To do: Exactly as written, print each of the entries.

Record set:
# # #

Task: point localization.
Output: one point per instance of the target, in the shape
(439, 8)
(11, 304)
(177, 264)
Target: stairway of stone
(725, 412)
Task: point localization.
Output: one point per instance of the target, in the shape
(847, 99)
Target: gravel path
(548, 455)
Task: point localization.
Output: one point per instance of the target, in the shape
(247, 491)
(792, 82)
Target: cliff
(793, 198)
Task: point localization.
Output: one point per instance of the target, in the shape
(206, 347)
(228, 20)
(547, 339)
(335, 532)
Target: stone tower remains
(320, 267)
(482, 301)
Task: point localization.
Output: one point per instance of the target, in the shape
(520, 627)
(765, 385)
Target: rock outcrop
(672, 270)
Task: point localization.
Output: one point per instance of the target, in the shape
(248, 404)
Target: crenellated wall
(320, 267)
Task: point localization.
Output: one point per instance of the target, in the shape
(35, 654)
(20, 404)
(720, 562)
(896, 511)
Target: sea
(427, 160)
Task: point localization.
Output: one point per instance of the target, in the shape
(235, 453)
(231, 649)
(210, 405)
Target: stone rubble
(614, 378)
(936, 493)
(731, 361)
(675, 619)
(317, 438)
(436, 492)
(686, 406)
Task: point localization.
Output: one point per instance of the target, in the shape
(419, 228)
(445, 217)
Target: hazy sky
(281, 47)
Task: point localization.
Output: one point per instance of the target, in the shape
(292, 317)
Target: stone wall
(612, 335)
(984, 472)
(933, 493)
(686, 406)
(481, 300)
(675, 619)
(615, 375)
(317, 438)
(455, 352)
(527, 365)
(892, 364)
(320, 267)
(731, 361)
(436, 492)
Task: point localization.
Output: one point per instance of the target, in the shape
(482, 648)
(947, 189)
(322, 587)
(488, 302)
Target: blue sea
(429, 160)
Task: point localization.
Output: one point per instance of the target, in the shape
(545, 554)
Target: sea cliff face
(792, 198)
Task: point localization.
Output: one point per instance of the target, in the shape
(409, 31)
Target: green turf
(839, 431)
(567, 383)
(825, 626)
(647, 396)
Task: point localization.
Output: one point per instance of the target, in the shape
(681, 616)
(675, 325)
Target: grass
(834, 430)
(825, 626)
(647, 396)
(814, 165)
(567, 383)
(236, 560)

# # #

Solution for this problem:
Task: point localization.
Output: one point per instance of the target, in the shape
(439, 8)
(11, 304)
(177, 264)
Target: stairway of stone
(725, 412)
Task: point localization.
Output: one point per instance of the target, in the shape
(847, 99)
Target: gravel path
(548, 455)
Task: point localization.
Output: one point per instance of the target, in the shape
(247, 491)
(792, 82)
Target: cliff
(793, 198)
Task: point localization.
Output: one point per instance of the target, in the shape
(206, 347)
(228, 20)
(547, 339)
(335, 532)
Target: stone tower remains
(320, 267)
(482, 301)
Task: point localization.
Output: one point per instance of the target, in the shape
(520, 627)
(765, 385)
Target: rock outcrop
(672, 270)
Task: point localization.
Output: one point per instance of the target, in the shape
(248, 404)
Target: crenellated wall
(320, 267)
Task: point localization.
Output: one point per instance of the target, in the shape
(35, 654)
(20, 404)
(720, 562)
(896, 511)
Target: sea
(427, 160)
Task: point localization.
Output: one point per instance of the target, in the shape
(235, 453)
(231, 649)
(210, 405)
Target: stone rubble
(614, 378)
(936, 493)
(731, 361)
(675, 619)
(317, 438)
(436, 492)
(686, 406)
Task: point localization.
Output: one point per instance of the target, in the shape
(419, 228)
(445, 217)
Target: hazy sky
(281, 47)
Task: point localization.
Output: one point per instance of the target, in the shape
(292, 317)
Target: stone wall
(612, 335)
(984, 472)
(933, 493)
(686, 406)
(481, 300)
(675, 619)
(615, 375)
(317, 438)
(455, 352)
(527, 365)
(892, 364)
(320, 267)
(731, 361)
(436, 492)
Task: point localization.
Output: one point per instance of the target, in the shape
(482, 648)
(947, 189)
(322, 587)
(488, 302)
Target: blue sea
(429, 160)
Task: point localization.
Output: one point per instance of the target, in the shape
(545, 554)
Target: sea cliff face
(792, 198)
Task: point localization.
Output: one point per instance of the target, in the shape
(409, 31)
Target: green turf
(839, 431)
(567, 383)
(825, 626)
(647, 396)
Task: point localization.
Output: one point per instance of the target, in the shape
(681, 616)
(675, 325)
Target: grass
(834, 430)
(825, 626)
(647, 396)
(814, 165)
(567, 383)
(236, 560)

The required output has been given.